Please format the lines below as a JSON list of strings, one string per line, with blank lines omitted. Leave the pictures out of the answer.

· · · · ·

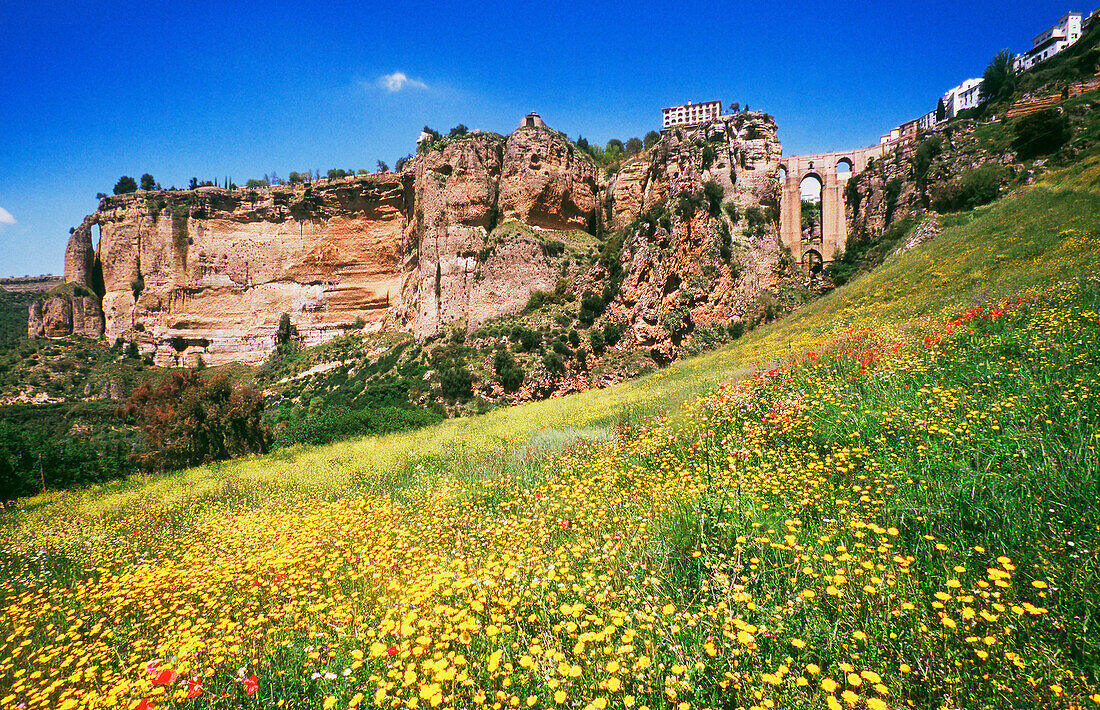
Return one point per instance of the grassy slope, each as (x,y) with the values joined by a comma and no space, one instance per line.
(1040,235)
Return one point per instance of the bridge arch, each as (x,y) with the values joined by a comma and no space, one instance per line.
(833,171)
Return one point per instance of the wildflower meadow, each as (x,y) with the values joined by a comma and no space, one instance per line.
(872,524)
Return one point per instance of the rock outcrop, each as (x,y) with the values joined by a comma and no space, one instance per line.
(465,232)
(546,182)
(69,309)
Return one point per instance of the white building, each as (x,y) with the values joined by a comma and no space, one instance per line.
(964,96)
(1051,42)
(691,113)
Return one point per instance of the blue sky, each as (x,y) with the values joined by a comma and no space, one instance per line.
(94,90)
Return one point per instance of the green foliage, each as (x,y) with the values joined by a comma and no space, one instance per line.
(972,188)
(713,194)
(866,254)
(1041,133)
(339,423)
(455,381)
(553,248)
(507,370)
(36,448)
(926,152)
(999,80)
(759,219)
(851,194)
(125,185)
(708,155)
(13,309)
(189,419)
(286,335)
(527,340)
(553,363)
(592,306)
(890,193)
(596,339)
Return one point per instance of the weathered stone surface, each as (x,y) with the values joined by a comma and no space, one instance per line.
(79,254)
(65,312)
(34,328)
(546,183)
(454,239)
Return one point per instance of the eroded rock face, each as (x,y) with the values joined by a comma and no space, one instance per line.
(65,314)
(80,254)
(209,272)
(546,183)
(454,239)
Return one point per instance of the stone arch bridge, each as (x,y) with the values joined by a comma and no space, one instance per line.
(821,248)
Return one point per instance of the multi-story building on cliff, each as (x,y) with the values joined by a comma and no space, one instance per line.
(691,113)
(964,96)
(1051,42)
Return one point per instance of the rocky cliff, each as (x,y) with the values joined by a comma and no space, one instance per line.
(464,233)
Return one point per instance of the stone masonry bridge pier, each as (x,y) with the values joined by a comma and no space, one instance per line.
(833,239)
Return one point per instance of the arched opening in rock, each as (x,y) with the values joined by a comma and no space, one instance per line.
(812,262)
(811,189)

· · · · ·

* OUTPUT FOR THIS EXERCISE *
[
  "Return one point per instance of the grassy slope, each as (x,y) with the values joined by a comma and no space, one instance per line.",
  "(1040,235)",
  "Return one point per instance of the bridge arch, each as (x,y) with the values joined by a comma and no space, one instance per line.",
  "(833,171)",
  "Return one point per instance of the wildflower meadow, each as (x,y) with the values joined by a comma and no space, one instance per line.",
  "(872,524)",
  "Return one point per instance of the rock outcrop, each as (x,y) with the values joined by a comma and no space, one instance per line.",
  "(465,232)",
  "(546,182)",
  "(69,309)",
  "Return one point per instance of the white building, each as (x,y) with the values joined by a comma and no space, one instance per line.",
  "(964,96)",
  "(1051,42)",
  "(691,113)",
  "Return one point per instance of the blue sky, each as (x,y) with the values joined by a comma and no space, one instance per line.",
  "(94,90)",
  "Return one point per instance of the green foliage, each as (x,y) with the values joined by a comma and no space, one instance per line.",
  "(972,188)",
  "(713,194)",
  "(866,254)",
  "(1041,133)",
  "(339,423)",
  "(455,381)",
  "(553,248)",
  "(507,370)",
  "(36,448)",
  "(926,152)",
  "(999,80)",
  "(759,219)",
  "(851,194)",
  "(125,185)",
  "(708,155)",
  "(13,309)",
  "(189,419)",
  "(286,335)",
  "(527,340)",
  "(553,363)",
  "(592,306)",
  "(890,193)",
  "(596,339)",
  "Return one point per instance of the weathered stone surface, each as (x,y) with the values joined by a comma and no space, one instance per line.",
  "(79,254)",
  "(65,312)",
  "(34,328)",
  "(546,183)",
  "(454,239)",
  "Return one point per instance of the eroded rock face, each as (x,y) with the values joined by a comma and no space, one instance per line.",
  "(65,314)",
  "(80,254)",
  "(209,272)",
  "(546,183)",
  "(454,239)",
  "Return one point per instance of the stone arch bridge, each as (x,y) with the values joined by a comma and no space, one instance per line.",
  "(821,248)",
  "Return one point per instance of the multi-story building on cliff, each as (x,y) with the values joined by a comma and no space, one instance per line.",
  "(691,113)",
  "(964,96)",
  "(1051,42)",
  "Return one point per instance of the rocky cliff, each as (x,y) with the values joined by a comma and no space, one instance per line.",
  "(464,233)",
  "Return one point per instance of the stone masonry bridge pier, each as (x,y) with the values joined by a comma and no space, one instance per line.",
  "(833,239)",
  "Return one point per instance of the arched opening in rock, each as (x,y) with the values joined by a comma and no space, one instance per line.",
  "(812,262)",
  "(811,189)"
]